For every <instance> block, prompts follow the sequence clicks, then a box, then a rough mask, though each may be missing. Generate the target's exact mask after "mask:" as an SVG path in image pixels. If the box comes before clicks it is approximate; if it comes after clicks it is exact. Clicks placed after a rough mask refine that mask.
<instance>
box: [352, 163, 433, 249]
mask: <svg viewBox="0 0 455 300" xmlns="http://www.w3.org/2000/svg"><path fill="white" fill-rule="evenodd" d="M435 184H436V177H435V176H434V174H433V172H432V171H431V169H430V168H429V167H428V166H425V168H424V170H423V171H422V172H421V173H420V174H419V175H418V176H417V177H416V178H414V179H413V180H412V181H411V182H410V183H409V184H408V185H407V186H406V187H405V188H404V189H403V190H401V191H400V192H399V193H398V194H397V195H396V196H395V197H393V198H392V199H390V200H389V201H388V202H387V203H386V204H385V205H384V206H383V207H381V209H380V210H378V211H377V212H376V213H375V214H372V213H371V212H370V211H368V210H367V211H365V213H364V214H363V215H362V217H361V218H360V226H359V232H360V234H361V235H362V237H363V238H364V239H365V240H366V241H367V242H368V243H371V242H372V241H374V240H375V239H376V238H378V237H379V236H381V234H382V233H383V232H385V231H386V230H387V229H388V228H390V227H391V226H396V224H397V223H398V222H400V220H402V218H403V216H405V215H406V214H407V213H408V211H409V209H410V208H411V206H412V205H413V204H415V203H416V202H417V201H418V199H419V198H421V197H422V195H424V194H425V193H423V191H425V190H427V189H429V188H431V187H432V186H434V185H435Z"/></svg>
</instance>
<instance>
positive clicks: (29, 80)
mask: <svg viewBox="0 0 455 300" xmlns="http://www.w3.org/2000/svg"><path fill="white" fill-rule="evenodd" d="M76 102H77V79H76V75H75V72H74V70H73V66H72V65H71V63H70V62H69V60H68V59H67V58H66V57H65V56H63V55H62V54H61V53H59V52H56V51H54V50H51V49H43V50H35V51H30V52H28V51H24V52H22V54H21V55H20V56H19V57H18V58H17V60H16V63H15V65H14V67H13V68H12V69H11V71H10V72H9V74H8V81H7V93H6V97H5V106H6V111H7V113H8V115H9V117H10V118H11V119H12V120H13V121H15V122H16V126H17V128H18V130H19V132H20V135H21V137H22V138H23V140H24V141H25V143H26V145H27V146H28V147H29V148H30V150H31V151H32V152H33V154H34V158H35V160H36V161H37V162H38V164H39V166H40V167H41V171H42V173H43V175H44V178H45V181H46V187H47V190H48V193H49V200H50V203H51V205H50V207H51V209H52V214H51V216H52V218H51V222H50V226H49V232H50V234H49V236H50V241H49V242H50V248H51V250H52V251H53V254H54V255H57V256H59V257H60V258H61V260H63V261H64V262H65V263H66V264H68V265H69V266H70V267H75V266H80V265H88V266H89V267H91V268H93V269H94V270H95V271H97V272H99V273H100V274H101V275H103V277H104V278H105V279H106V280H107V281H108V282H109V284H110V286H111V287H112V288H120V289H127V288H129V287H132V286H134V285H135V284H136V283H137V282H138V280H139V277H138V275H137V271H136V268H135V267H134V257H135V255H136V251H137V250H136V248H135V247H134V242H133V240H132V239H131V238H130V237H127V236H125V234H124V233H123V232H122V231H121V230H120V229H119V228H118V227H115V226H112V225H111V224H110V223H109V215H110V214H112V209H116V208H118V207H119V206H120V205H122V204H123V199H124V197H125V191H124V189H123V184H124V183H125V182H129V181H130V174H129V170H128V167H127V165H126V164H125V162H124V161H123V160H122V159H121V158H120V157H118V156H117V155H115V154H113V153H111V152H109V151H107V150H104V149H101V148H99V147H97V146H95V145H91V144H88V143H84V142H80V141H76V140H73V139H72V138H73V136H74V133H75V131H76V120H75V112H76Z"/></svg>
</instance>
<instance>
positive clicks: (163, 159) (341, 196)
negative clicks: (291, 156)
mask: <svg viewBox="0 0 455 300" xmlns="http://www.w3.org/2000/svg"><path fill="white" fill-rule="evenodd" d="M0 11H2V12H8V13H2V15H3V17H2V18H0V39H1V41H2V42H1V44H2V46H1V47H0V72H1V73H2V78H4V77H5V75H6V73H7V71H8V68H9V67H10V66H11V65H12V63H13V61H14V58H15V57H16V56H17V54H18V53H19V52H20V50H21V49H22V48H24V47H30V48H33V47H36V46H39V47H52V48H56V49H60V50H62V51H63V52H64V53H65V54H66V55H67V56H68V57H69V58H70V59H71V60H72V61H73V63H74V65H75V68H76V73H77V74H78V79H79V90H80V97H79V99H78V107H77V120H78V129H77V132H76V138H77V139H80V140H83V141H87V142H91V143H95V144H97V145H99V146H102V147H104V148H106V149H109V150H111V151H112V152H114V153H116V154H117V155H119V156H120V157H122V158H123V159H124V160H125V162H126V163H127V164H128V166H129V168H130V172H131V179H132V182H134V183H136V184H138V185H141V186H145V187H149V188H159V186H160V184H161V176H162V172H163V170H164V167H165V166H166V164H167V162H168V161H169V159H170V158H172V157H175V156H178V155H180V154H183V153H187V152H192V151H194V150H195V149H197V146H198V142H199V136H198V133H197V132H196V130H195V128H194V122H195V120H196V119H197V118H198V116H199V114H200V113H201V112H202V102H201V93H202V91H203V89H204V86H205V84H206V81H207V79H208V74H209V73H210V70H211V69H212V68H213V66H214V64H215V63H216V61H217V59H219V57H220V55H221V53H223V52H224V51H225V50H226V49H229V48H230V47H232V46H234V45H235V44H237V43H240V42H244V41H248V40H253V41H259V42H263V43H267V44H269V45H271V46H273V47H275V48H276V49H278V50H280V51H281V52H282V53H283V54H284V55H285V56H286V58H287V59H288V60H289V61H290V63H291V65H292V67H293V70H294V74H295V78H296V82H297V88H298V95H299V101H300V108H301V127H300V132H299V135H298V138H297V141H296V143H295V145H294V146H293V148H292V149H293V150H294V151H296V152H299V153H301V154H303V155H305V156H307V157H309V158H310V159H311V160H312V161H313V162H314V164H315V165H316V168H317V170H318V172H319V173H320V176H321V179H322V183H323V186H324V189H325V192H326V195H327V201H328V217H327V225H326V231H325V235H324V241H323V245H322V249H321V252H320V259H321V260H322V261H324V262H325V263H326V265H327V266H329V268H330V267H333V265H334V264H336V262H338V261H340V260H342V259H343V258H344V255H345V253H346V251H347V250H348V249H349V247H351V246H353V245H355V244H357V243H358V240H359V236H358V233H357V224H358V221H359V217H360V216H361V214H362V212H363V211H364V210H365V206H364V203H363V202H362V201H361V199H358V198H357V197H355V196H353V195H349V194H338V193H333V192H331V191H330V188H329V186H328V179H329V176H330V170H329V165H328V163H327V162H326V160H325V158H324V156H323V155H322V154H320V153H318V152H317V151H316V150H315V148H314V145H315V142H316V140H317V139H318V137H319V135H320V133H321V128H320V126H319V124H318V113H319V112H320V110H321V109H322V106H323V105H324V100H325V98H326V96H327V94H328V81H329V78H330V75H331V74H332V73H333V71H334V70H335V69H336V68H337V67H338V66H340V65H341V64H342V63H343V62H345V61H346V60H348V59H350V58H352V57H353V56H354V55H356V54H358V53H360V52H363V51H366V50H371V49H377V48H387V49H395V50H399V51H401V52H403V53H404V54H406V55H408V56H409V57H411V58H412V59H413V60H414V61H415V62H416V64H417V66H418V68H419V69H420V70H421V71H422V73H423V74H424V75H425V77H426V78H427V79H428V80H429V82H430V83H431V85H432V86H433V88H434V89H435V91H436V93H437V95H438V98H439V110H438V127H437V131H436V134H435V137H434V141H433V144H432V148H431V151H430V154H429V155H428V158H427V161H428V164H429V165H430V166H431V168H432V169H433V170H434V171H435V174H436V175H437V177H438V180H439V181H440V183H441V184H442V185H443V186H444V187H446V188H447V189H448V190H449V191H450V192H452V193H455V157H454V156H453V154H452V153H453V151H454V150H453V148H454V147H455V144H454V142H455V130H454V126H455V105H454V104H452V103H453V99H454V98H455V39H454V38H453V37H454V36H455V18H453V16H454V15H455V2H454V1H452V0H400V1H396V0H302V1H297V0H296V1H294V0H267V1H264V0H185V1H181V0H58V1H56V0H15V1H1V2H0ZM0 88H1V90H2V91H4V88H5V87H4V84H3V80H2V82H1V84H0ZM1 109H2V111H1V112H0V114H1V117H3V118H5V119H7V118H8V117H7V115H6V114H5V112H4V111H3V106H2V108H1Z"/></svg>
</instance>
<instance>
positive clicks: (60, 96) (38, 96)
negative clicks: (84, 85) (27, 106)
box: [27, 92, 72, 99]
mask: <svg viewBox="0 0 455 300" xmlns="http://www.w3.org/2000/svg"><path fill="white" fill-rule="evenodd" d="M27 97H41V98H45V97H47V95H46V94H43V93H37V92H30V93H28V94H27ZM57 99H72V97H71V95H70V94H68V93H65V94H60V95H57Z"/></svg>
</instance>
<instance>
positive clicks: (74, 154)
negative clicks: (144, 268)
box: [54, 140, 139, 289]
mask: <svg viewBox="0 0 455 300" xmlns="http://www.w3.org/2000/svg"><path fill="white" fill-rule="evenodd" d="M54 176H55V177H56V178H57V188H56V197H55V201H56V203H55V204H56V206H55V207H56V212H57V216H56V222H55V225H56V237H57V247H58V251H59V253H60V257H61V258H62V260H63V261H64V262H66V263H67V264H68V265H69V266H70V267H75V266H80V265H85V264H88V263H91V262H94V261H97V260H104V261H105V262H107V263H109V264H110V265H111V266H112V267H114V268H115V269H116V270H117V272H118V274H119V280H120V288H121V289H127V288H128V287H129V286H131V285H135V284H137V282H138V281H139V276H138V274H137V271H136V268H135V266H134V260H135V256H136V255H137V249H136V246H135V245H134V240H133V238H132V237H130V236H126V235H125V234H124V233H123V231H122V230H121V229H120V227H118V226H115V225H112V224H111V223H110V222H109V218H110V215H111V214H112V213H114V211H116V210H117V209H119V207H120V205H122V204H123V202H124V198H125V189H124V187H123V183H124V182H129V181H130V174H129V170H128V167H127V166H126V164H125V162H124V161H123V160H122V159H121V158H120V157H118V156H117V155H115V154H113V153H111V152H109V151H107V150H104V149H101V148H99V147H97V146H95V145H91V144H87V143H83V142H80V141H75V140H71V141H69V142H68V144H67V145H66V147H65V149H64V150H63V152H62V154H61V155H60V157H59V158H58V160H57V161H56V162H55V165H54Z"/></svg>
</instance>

■ ■ ■ ■ ■ ■ ■

**INSTRUCTION**
Can you repeat the material above word for word, everything from its first line down to and including the line that contains "box: [352, 163, 433, 249]"?

**ANSWER SPACE**
For every <instance> block, prompts follow the sequence clicks, then a box, then a rough mask, though each may be missing. Generate the target's exact mask after "mask:" as an SVG path in image pixels. If the box comes before clicks it is approximate; if it comes after clicks it is exact. Clicks placed after a rough mask refine that mask.
<instance>
box: [352, 163, 433, 249]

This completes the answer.